RICHIESTA 1 ▸ Nel testo sull'estrazione dello zolfo in Calabria, a quante concessioni vigenti si scese nel 1930?
RICHIESTA 2 ▸ Riscrivi il passo del testo sull'estrazione dello zolfo in Calabria che comincia con "In fig. 2 è" e prosegue fino a "degli anni ’80.", sostituendo "concessioni" con "licenze".
RICHIESTA 3 ▸ Prosegui il testo sull'estrazione dello zolfo in Calabria dal punto in cui si ferma.

FONTE ▸
Fig. 1 - Distribuzione territoriale a livello comunale dei siti di estrazione dello zolfo in Calabria

L'evoluzione temporale dell'attività mineraria

In fig. 2 è riportata l'evoluzione temporale del numero di concessioni vigenti di zolfo: si osserva un andamento in continua ascesa fino al massimo di 14 negli anni ’20 del XX secolo, cui segue un’improvvisa caduta a 8 concessioni vigenti nel 1930 in progressiva e lenta diminuzione fino alla totale chiusura dell’estrazione di zolfo nella seconda metà degli anni ’80.

Come è avvenuto in maniera assai più cospicua in Sicilia (Premessa al relativo capitolo), la scomparsa delle concessioni nella seconda metà degli anni ’20, più che all’esaurimento dei giacimenti va fatta risalire all’emanazione di quella che ancora oggi può essere considerata la legge quadro dell’attività mineraria in Italia, il Regio Decreto n. 1443 del 29/07/1927.

DATI FORNITI ▸
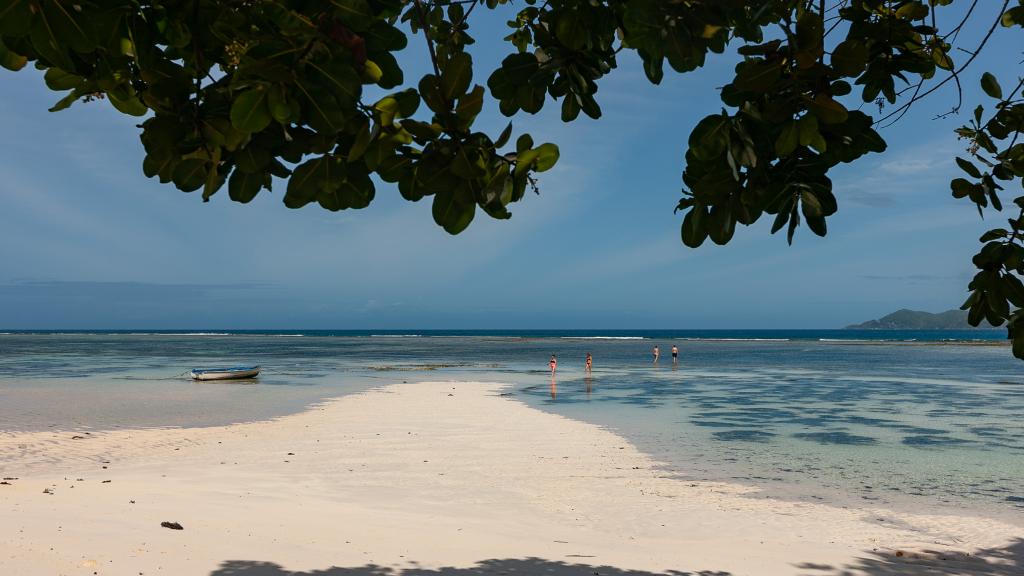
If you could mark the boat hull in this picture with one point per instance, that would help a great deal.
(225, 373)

==

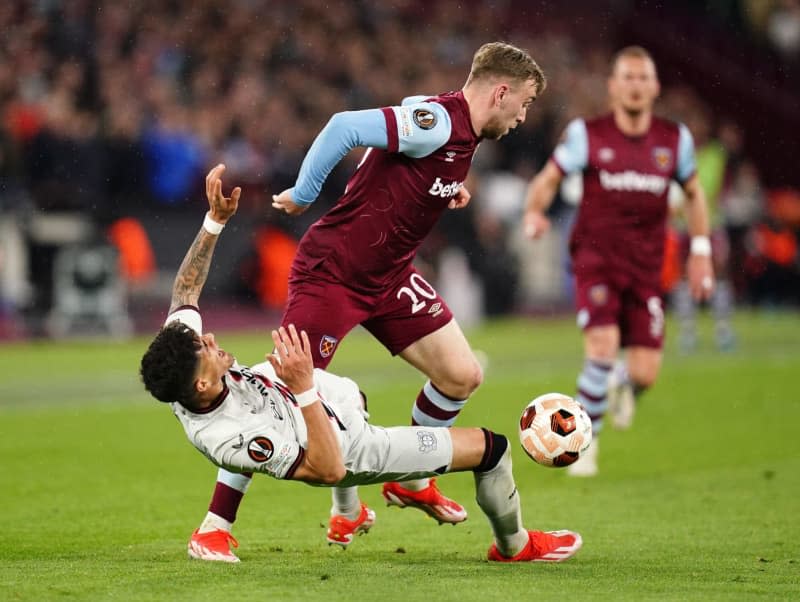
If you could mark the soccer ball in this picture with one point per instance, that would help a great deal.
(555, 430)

RISPOSTA ATTESA 1 ▸ A 8 concessioni vigenti.

RISPOSTA ATTESA 2 ▸
In fig. 2 è riportata l'evoluzione temporale del numero di licenze vigenti di zolfo: si osserva un andamento in continua ascesa fino al massimo di 14 negli anni ’20 del XX secolo, cui segue un’improvvisa caduta a 8 licenze vigenti nel 1930 in progressiva e lenta diminuzione fino alla totale chiusura dell’estrazione di zolfo nella seconda metà degli anni ’80.

RISPOSTA ATTESA 3 ▸
Tale RD, infatti, ha introdotto nella legislazione italiana il principio di “demanialità” per i beni del sottosuolo, da cui il regime della concessione, poiché «…La scienza ha condannato, e per sempre, la concezione formale e manifestamente irrazionale del diritto di proprietà, posto a fondamento del sistema fondiario. La proprietà, oltre che come un diritto, è sempre più intesa come un dovere sociale. Le facoltà del proprietario possono e debbono armonizzarsi con le esigenze crescenti della consociazione civile. D’altro canto le necessità della pubblica economia consigliano, oggi più che in passato, di svincolare la disponibilità del sottosuolo da quella della superficie. Il superficiario raramente possiede le capacità tecnica ed economica che sono indispensabili per condurre le complesse aziende minerarie. Il più delle volte, il suo intervento è puramente negativo, con pretese smodate di fronte alle quali cadono le iniziative più ardimentosi.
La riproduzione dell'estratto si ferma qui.